• **WORK TO COMPLETE**: In the post about a possible HIV exposure, can you give the part that opens with "Hi Dr. Bob, I" and closes with "will donate again." again, substituting "latex condom" for "condom"?

Real possibility of exposure to HIV Please Answer This Question (resubmitted form the Fatigue and Anemia Forum)
Hi Dr. Bob, I had sex tonight with someone I met online. He says he is hiv negative and always practices safe sex. I bottomed and he used a condom. After he left I sat on the toliet and squeezed out of my rectum what looks very much like cum. I went to the trash and looked at the condom, it is not broken, but there is little fluid in it. How could cum get into my rectum if the condom didn't fail? I am stumped. To top things off (pardon the pun) I noticed a small bit of rectal bleeding afterwards. So, it looks like I've had semen in my butt and it was bleeding on top of that. What should I do? Should I try to get pep or what? I am worried. I always practice safe sex and I've never had anything like this happen before. I need advice. I am in Miami. I've donated in the past and I will donate again.
You present an unusual dilemma. If the latex condom was used properly and did not fail, your HIV-transmission risk would be essentially nonexistent, even with the mild rectal trauma and bleeding. What you expelled after sex might have been lubricant and/or rectal mucous. That there was only a small amount of fluid in the used condom may reflect a relatively small ejaculatory volume. Taking all these assumptions as true, again your risk would be essentially nonexistent. However, if indeed ejaculate did find its way into your butt and there was rectal trauma/bleeding, your potential risk increases. The status of your partner, despite his assertions of being negative, must be considered "unknown." Under this set of assumption, PEP could be considered. (Anal receptive sex with trauma/bleeding with partner of unknown HIV serostatus.) The ultimate decision to PEP or not to PEP may rest in the outcome of the following matchup: your degree of certainty that either the condom was used properly during sex and intact post-sex versus your inclination that it was indeed ejaculate that you expelled post-sex.
PEP, if you decide to take it, should be started as soon as possible and no later than 72 hours after the exposure. An HIV specialist should monitor you while on PEP. That specialist, after taking a more detailed history, may encourage you one way or the other regarding treatment. PEP or no PEP, you should plan on taking an HIV-antibody test at the three-month mark.

• **DATA EXTRACTS**:
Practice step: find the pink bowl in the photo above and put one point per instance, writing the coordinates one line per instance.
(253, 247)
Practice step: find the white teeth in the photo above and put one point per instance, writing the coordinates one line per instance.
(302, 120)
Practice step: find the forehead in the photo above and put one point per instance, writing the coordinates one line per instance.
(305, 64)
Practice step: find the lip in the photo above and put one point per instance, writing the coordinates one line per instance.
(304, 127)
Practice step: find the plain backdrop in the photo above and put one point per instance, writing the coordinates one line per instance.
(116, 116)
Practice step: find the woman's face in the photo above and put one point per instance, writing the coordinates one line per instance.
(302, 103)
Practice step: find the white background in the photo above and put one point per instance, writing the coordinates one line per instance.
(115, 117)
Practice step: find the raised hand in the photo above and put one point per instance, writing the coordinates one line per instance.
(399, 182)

--

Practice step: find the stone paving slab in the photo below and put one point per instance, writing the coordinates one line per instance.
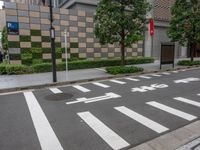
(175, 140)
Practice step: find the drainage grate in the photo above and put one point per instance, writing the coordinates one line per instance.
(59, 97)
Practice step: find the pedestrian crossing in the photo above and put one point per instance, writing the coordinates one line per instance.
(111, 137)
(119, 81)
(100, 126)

--

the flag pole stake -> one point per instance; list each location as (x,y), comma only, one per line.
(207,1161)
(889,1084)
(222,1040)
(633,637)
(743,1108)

• **EXERCISE SOLUTION**:
Hi Dr. Bob, I had sex tonight with someone I met online. He says he is hiv negative and always practices safe sex. I bottomed and he used a latex condom. After he left I sat on the toliet and squeezed out of my rectum what looks very much like cum. I went to the trash and looked at the latex condom, it is not broken, but there is little fluid in it. How could cum get into my rectum if the latex condom didn't fail? I am stumped. To top things off (pardon the pun) I noticed a small bit of rectal bleeding afterwards. So, it looks like I've had semen in my butt and it was bleeding on top of that. What should I do? Should I try to get pep or what? I am worried. I always practice safe sex and I've never had anything like this happen before. I need advice. I am in Miami. I've donated in the past and I will donate again.